● PROVIDED DATA

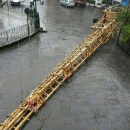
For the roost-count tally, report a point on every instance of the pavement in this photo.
(96, 97)
(3, 2)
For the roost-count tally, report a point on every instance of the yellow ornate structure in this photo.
(100, 33)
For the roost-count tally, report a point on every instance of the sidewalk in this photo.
(3, 2)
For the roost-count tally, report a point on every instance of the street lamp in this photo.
(33, 3)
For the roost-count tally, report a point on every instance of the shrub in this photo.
(104, 1)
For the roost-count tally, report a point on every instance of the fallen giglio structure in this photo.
(100, 33)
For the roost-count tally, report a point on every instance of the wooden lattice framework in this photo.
(100, 33)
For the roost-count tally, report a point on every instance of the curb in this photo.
(1, 4)
(26, 37)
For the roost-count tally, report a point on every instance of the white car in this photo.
(15, 2)
(67, 3)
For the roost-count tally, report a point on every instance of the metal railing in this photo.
(15, 34)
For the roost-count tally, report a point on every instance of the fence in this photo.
(125, 45)
(15, 34)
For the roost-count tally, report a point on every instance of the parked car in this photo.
(80, 2)
(67, 3)
(15, 2)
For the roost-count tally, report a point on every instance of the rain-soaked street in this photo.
(96, 97)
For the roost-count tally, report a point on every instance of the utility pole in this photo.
(33, 3)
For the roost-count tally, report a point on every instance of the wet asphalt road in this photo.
(95, 98)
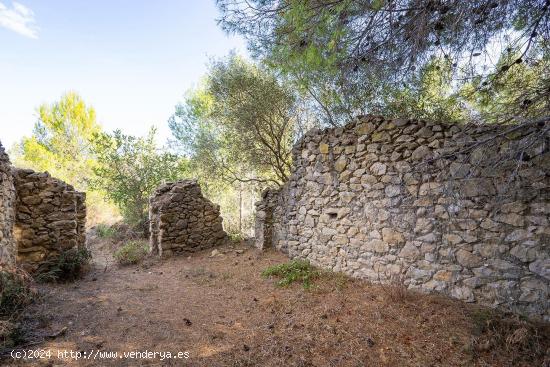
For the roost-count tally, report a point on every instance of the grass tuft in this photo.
(15, 291)
(293, 271)
(132, 252)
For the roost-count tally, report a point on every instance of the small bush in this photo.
(105, 230)
(15, 291)
(132, 252)
(235, 236)
(293, 271)
(69, 265)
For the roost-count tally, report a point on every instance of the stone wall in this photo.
(182, 220)
(50, 217)
(461, 210)
(7, 212)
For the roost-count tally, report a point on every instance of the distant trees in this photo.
(237, 129)
(130, 168)
(113, 167)
(240, 125)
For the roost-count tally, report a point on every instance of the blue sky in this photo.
(131, 60)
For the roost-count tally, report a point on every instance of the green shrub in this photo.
(132, 252)
(69, 265)
(293, 271)
(105, 230)
(15, 292)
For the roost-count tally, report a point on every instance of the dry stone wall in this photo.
(182, 220)
(461, 210)
(50, 217)
(7, 212)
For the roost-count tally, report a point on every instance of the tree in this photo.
(129, 170)
(241, 124)
(61, 141)
(349, 52)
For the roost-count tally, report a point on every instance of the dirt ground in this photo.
(222, 312)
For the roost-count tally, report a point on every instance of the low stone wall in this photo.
(461, 210)
(50, 217)
(7, 212)
(182, 220)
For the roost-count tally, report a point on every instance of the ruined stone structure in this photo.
(40, 216)
(50, 217)
(7, 212)
(461, 210)
(182, 220)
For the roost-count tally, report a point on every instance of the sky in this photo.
(133, 61)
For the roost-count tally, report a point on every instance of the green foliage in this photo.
(15, 292)
(130, 168)
(354, 57)
(237, 128)
(132, 252)
(61, 144)
(105, 231)
(68, 266)
(430, 95)
(293, 271)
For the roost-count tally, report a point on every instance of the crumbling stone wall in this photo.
(7, 212)
(50, 217)
(182, 220)
(462, 210)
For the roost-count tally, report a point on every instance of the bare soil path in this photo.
(223, 313)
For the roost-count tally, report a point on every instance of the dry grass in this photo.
(225, 313)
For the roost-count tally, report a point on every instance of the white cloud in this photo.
(19, 19)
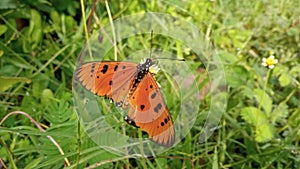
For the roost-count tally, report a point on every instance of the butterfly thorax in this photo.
(142, 70)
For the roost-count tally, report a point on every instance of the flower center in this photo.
(270, 62)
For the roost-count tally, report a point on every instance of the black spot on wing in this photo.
(153, 95)
(157, 107)
(116, 68)
(104, 69)
(166, 120)
(142, 107)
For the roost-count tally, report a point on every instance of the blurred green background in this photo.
(41, 40)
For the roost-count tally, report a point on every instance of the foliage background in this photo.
(39, 45)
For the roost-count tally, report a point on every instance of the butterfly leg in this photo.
(130, 121)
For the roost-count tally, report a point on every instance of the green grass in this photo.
(41, 40)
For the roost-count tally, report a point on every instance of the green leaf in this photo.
(264, 100)
(236, 76)
(3, 29)
(284, 80)
(47, 96)
(253, 115)
(8, 4)
(34, 163)
(7, 82)
(280, 112)
(263, 132)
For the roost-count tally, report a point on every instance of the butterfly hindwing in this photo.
(150, 113)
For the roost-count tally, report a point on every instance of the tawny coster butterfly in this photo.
(131, 85)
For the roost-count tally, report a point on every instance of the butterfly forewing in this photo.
(109, 79)
(149, 112)
(120, 82)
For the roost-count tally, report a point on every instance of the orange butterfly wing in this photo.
(115, 80)
(110, 79)
(150, 113)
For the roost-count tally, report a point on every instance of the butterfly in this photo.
(132, 86)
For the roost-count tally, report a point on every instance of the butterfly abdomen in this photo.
(142, 71)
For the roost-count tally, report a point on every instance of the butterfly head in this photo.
(150, 65)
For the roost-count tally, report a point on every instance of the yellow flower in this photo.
(269, 62)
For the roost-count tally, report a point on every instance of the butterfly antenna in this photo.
(151, 37)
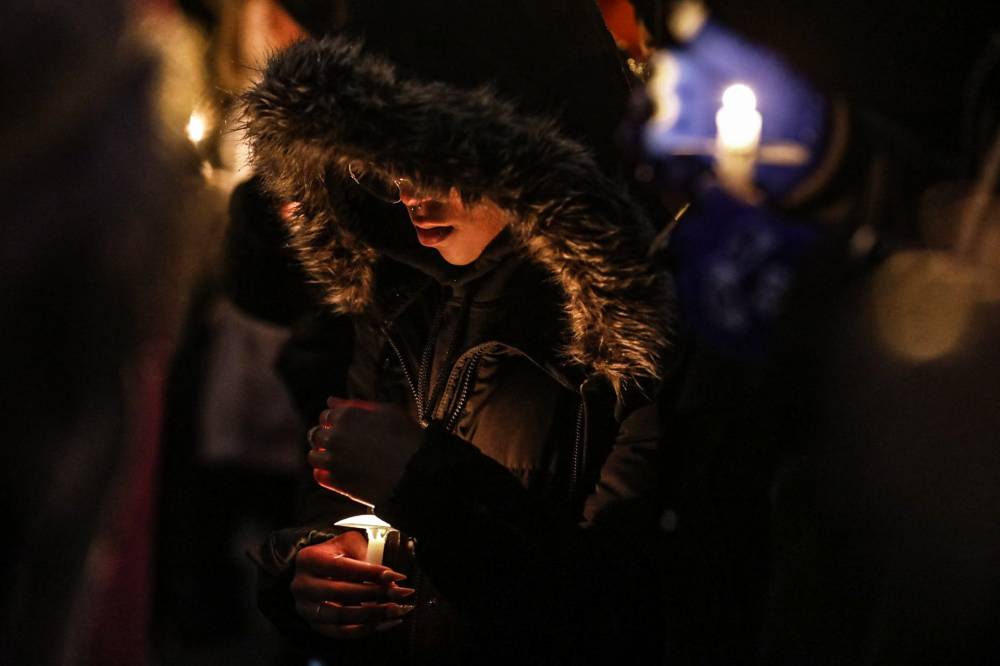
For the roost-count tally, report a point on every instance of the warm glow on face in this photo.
(459, 232)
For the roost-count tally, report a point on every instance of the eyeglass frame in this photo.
(396, 182)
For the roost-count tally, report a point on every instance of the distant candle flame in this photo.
(738, 121)
(197, 127)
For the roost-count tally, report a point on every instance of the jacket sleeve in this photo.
(542, 582)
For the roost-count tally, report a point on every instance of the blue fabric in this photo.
(734, 266)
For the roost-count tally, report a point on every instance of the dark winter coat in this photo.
(534, 501)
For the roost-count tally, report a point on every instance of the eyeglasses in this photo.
(385, 188)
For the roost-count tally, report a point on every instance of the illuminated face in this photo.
(459, 232)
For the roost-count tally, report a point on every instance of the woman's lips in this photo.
(431, 236)
(426, 215)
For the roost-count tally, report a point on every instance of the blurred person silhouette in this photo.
(93, 276)
(805, 442)
(505, 302)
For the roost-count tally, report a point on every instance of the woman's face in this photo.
(459, 232)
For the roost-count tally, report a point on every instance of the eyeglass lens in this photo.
(389, 190)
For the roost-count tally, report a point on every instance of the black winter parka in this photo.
(532, 507)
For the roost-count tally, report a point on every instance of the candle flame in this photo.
(197, 127)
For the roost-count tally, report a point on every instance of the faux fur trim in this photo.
(323, 103)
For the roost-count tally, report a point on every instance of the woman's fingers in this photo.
(342, 567)
(311, 588)
(355, 630)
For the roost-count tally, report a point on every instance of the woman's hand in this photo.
(362, 448)
(340, 595)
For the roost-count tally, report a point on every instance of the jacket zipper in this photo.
(473, 355)
(464, 389)
(576, 456)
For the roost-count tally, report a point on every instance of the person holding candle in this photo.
(457, 197)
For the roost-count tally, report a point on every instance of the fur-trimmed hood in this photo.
(322, 104)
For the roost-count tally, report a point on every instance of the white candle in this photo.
(197, 127)
(377, 531)
(738, 125)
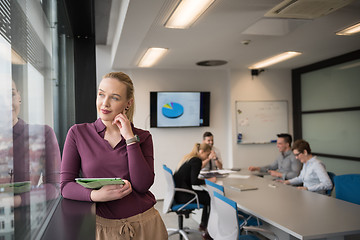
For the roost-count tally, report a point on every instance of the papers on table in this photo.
(98, 182)
(238, 176)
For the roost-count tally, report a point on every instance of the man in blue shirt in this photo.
(286, 166)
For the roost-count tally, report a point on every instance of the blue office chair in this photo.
(347, 187)
(244, 219)
(183, 209)
(331, 176)
(229, 225)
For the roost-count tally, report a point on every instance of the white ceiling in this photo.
(218, 34)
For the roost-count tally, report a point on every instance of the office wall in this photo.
(269, 85)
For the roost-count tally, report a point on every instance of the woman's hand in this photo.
(111, 192)
(124, 125)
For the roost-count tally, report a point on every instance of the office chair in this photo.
(331, 175)
(244, 219)
(183, 209)
(213, 217)
(347, 187)
(229, 225)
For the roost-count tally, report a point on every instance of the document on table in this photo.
(243, 187)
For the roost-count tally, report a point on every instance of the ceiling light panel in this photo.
(274, 60)
(187, 12)
(354, 29)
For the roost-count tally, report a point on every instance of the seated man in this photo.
(286, 165)
(214, 160)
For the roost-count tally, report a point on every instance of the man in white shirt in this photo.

● GOAL
Please put everything from the line containing "panel in this photo." down to the end of the items into a Markdown table. Use the columns Row and Item line, number each row, and leave out blank lines.

● TASK RESULT
| Row | Item line |
|---|---|
| 1 | For the roost-count tally, report a point on every instance of the ceiling light panel in this photo. |
| 2 | (274, 60) |
| 3 | (187, 12) |
| 4 | (354, 29) |
| 5 | For the roost-count tally, report a point on every instance of the seated man in this photo. |
| 6 | (286, 165) |
| 7 | (214, 160) |
| 8 | For the roost-count tally, report a point on every instance of the man in white shirt in this photo. |